### Region annotation entries
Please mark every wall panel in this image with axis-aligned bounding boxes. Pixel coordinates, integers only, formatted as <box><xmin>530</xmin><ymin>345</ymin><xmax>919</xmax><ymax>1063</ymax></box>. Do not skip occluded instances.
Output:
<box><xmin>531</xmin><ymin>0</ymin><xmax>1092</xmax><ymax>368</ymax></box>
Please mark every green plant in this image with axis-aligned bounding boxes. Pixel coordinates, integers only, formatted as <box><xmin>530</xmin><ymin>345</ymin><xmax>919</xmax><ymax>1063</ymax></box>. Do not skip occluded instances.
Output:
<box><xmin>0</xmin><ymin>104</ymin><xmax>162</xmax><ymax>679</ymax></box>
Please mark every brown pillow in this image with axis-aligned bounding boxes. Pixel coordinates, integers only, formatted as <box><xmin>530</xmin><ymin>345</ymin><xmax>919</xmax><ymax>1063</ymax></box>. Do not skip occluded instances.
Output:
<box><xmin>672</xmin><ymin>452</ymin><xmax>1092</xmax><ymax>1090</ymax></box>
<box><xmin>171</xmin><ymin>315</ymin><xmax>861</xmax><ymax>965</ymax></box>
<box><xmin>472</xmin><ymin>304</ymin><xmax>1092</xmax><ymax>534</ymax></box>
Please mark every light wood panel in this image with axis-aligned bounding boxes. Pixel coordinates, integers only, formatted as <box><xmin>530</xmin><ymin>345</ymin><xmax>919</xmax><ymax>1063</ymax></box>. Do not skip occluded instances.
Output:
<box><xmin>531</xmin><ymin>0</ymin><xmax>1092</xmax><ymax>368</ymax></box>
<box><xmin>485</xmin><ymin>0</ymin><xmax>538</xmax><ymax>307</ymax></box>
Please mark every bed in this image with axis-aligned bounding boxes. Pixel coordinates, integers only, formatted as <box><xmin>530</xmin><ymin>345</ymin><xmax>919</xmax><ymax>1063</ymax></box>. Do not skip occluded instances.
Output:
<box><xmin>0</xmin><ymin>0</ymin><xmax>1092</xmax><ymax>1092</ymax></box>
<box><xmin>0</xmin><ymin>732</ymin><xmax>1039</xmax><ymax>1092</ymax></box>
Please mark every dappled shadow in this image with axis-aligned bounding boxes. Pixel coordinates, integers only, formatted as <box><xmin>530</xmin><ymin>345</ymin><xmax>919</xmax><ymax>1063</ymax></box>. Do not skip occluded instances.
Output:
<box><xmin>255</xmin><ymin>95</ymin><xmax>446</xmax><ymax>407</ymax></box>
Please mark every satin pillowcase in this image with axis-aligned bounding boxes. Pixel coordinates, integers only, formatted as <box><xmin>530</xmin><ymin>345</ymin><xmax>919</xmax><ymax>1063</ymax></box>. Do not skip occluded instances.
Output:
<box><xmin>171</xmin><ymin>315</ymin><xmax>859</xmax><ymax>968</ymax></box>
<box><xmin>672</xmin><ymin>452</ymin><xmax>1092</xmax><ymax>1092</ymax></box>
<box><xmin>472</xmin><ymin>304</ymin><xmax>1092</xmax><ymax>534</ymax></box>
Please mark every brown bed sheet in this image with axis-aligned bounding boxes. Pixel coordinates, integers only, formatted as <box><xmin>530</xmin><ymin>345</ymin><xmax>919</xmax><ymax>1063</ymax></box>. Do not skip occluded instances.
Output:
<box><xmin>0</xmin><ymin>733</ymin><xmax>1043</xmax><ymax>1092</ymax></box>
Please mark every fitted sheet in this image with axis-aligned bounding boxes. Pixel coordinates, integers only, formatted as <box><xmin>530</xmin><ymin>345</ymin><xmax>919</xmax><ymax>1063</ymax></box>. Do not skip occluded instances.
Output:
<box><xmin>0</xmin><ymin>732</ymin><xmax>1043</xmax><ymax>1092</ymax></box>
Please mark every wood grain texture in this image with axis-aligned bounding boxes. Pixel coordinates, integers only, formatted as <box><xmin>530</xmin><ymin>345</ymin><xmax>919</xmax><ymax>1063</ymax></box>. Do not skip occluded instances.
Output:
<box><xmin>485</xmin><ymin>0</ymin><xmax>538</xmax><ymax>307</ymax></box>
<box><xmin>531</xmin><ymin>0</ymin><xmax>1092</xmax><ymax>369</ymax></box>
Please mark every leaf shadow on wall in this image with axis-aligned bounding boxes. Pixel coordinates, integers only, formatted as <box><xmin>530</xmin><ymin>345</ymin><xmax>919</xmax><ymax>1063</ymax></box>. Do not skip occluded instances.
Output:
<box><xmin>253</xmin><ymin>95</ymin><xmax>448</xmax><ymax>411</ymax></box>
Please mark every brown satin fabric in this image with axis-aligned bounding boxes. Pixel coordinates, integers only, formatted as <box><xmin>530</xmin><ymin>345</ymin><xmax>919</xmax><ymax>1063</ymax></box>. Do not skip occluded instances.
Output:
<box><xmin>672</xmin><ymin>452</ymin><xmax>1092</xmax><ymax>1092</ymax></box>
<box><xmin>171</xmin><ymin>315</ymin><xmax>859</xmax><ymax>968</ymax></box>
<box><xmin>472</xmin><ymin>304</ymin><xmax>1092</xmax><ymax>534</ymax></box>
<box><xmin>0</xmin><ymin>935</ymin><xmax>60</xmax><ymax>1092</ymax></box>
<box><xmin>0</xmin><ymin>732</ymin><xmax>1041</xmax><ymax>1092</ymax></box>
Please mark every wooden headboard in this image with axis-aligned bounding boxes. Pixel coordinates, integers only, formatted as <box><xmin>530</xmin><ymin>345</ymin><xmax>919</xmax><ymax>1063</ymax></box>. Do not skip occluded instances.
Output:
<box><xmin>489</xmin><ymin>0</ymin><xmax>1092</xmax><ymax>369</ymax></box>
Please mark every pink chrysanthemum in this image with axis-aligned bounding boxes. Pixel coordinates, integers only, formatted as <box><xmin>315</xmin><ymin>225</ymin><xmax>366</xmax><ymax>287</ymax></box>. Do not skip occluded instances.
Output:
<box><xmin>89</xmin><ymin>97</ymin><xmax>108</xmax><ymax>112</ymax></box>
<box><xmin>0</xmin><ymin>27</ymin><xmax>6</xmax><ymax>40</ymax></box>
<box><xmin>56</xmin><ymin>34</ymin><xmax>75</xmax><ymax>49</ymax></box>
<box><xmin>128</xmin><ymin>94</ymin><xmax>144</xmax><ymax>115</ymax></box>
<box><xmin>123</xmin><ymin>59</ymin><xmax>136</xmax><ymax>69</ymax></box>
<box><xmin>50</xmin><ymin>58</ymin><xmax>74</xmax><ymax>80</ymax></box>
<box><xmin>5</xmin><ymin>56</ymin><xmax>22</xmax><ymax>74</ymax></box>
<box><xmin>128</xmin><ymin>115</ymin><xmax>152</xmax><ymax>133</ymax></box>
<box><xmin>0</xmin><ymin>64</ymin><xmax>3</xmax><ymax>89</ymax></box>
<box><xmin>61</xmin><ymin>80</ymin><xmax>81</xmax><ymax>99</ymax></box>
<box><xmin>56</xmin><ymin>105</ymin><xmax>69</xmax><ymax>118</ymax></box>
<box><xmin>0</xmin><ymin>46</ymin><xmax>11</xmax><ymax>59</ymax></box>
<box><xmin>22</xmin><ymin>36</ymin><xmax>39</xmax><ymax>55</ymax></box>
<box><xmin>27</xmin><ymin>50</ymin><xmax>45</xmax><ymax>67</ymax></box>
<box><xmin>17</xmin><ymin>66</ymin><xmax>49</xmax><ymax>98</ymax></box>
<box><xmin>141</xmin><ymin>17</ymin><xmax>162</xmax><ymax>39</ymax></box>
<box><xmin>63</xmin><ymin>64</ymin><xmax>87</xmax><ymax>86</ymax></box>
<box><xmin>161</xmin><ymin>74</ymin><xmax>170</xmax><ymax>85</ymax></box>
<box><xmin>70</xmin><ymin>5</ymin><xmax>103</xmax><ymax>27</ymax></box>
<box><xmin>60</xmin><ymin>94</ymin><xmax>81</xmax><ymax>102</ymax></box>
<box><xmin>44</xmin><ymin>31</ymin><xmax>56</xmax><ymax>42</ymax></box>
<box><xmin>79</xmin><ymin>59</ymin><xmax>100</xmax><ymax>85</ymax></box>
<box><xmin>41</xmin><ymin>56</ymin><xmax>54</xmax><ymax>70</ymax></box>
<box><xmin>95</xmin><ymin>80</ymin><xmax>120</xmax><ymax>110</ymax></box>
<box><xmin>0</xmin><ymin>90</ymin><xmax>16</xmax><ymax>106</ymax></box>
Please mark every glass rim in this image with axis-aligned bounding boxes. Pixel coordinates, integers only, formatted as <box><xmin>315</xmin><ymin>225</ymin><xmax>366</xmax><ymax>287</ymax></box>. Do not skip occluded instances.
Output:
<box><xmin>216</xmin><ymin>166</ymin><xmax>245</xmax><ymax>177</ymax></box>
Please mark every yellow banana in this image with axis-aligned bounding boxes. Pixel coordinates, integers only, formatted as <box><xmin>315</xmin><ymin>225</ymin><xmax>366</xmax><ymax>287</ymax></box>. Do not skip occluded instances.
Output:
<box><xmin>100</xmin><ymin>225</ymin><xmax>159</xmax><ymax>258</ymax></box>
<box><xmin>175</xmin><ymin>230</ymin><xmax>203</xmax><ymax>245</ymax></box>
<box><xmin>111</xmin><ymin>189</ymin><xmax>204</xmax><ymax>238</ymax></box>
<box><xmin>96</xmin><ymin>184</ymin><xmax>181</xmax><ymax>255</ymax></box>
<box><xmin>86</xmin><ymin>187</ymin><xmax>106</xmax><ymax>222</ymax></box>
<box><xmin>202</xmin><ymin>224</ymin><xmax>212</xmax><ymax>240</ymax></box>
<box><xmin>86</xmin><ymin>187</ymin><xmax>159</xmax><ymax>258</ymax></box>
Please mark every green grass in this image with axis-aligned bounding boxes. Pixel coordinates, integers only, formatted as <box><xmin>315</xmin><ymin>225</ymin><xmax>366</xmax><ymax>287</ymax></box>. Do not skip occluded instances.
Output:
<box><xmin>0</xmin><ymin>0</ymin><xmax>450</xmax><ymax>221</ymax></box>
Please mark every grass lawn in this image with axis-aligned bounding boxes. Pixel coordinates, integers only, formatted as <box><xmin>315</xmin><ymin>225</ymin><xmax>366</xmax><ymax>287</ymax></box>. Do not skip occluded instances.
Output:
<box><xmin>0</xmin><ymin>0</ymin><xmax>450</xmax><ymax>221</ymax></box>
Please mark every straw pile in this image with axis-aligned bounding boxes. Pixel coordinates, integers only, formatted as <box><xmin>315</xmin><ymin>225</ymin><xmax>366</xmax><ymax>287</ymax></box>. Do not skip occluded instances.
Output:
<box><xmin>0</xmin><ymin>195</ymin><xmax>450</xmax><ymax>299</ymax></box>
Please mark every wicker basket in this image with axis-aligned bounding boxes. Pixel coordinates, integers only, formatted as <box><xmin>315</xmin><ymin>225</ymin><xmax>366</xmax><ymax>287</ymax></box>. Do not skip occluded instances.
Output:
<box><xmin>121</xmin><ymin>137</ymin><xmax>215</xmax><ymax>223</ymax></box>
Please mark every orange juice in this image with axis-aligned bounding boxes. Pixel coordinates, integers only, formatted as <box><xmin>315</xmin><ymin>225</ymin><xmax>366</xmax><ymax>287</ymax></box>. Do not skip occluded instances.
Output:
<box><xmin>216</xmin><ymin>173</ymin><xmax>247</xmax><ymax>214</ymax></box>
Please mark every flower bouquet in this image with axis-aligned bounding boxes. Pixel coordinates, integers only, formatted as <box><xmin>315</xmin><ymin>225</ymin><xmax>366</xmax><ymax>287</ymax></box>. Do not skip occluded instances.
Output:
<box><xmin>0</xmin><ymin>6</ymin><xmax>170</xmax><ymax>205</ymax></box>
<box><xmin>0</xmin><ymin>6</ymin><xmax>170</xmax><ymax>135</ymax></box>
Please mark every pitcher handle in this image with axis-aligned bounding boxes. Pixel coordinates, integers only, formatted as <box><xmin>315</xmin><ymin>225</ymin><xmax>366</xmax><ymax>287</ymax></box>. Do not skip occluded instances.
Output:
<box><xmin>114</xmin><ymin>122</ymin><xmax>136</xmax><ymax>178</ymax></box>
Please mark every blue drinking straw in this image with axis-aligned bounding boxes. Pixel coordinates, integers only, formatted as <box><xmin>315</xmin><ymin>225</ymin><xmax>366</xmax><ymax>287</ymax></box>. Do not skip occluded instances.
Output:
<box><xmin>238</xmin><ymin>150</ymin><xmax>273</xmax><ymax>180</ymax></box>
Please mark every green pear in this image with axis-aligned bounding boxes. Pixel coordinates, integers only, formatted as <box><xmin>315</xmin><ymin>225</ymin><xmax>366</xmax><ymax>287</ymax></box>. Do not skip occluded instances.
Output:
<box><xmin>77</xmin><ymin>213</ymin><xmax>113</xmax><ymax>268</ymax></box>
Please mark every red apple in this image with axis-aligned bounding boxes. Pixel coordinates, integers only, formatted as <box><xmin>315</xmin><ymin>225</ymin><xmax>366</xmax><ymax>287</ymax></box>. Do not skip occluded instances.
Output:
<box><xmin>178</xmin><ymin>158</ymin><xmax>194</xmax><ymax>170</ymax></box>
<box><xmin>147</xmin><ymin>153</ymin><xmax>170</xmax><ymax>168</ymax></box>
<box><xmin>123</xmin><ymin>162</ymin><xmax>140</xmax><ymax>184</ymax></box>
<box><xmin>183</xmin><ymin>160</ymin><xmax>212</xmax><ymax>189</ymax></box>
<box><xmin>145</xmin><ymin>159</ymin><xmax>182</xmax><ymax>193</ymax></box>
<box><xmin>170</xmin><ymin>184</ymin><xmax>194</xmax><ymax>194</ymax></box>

### Requirements
Identify every line in the entries above that contains the word "grass", and copy each of those lines. Case counts.

### Exercise output
Please mark every green grass in this image with axis-aligned bounding boxes. Pixel coordinates, integers only, formatted as <box><xmin>315</xmin><ymin>225</ymin><xmax>366</xmax><ymax>287</ymax></box>. Do not skip occluded instances.
Please mark every grass lawn in this image with axis-aligned bounding boxes. Pixel coordinates, integers only, formatted as <box><xmin>315</xmin><ymin>225</ymin><xmax>366</xmax><ymax>287</ymax></box>. Do not skip occluded instances.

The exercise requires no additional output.